**DO THIS**
Please rewrite the items below as a numbered list, leaving out any blank lines.

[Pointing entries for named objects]
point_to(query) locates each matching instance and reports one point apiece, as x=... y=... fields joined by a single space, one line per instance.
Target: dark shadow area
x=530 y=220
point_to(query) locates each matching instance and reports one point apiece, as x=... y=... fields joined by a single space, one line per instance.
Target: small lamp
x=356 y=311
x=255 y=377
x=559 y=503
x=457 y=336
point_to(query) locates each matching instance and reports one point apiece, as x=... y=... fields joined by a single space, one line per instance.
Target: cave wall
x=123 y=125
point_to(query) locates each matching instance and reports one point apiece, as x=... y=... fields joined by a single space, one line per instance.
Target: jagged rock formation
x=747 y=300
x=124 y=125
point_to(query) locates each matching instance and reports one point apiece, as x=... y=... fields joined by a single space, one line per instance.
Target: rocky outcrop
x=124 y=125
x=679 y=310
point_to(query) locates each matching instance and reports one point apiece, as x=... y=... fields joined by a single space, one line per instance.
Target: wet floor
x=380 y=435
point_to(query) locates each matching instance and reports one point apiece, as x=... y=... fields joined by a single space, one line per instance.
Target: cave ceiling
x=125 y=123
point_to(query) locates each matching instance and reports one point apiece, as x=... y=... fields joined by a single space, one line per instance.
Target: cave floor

**SOLVED PROBLEM**
1. point_to(query) locates each matching instance and reports one point apiece, as x=... y=... fields joined by a single space, one line per instance.
2. Target: dark shadow area
3. x=530 y=220
4. point_to(query) locates each matching instance and reports one point apiece, as x=... y=... fields joined by a single space, one line per instance.
5. Target: small lamp
6. x=356 y=311
7. x=255 y=377
8. x=559 y=503
9. x=457 y=336
10. point_to(query) locates each matching instance and reports one point apiece, as x=... y=... fields joined by a single space, one line per instance.
11. Target: cave wall
12. x=123 y=125
13. point_to(query) locates each matching instance and reports one point apiece, as x=... y=... fields joined by a single space, one line per instance.
14. Target: jagged rock formation
15. x=747 y=300
16. x=124 y=125
17. point_to(query) locates each matching instance and reports one point apiece, as x=... y=... fields joined by a single space, one line per instance.
18. Target: rocky outcrop
19. x=124 y=125
20. x=679 y=310
21. point_to(query) locates each matching instance and reports one point apiece, as x=... y=... fields joined by a single space, one line per instance.
22. Target: wet floor
23. x=380 y=435
24. point_to(query) locates each matching instance and reports one point apiece, as x=... y=... fields joined by a single space, one line per instance.
25. Target: cave ceiling
26. x=125 y=123
27. point_to(query) locates each matching instance and reports one point apiece, as x=... y=... fields joined by a single space, one line per instance.
28. Target: cave floor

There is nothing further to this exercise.